Provided passage:
____________________

Although the town's origin goes back to the Magyar conquest of Hungary, its earliest written mention was dated no earlier than 1325. By 1410, the settlement had already been raised to the rank of market town. It later became the centre of the Haiduk region, even if it was not listed in Prince Bocskai's deed of gift, in which he settled down the warriors of his Haiduk army. The reason for this absence was that Bocskai's Haiduk warriors only settled here in 1609, following a contract made with Gábor Báthory, whereby they exchanged with Böszörmény the town of Kálló, which had originally been bestowed on them. The town, as the largest Haiduk settlement, practically took over the charges of the coat-of-arms adorning the deed of gift of Korpona; the only difference is that the two supporters, Samson and Hercules, were omitted.

The town's earliest shield charge, not unusually in the case of other settlements either, has come down to us on the seal, even if the oldest, 17th century seal known from prints was never found. The legend of the 18th century seal bears the following: SIGIL: PRIV: HAID: OPPIDI: BÖSZÖRMÉNY. (Seal of the privileged Haiduk town of Böszörmény)

____________________

Information given:
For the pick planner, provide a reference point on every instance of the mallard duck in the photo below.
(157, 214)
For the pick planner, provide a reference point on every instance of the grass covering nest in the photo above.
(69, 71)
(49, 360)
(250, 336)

____________________

Challenge 1: Reproduce the passage on the town's history from "The town's earliest" up to and including "town of Böszörmény)".
Challenge 2: Which years written as four-digit numbers appear in the passage on the town's history?

Worked answer 1:
The town's earliest shield charge, not unusually in the case of other settlements either, has come down to us on the seal, even if the oldest, 17th century seal known from prints was never found. The legend of the 18th century seal bears the following: SIGIL: PRIV: HAID: OPPIDI: BÖSZÖRMÉNY. (Seal of the privileged Haiduk town of Böszörmény)

Worked answer 2: 1325, 1410, 1609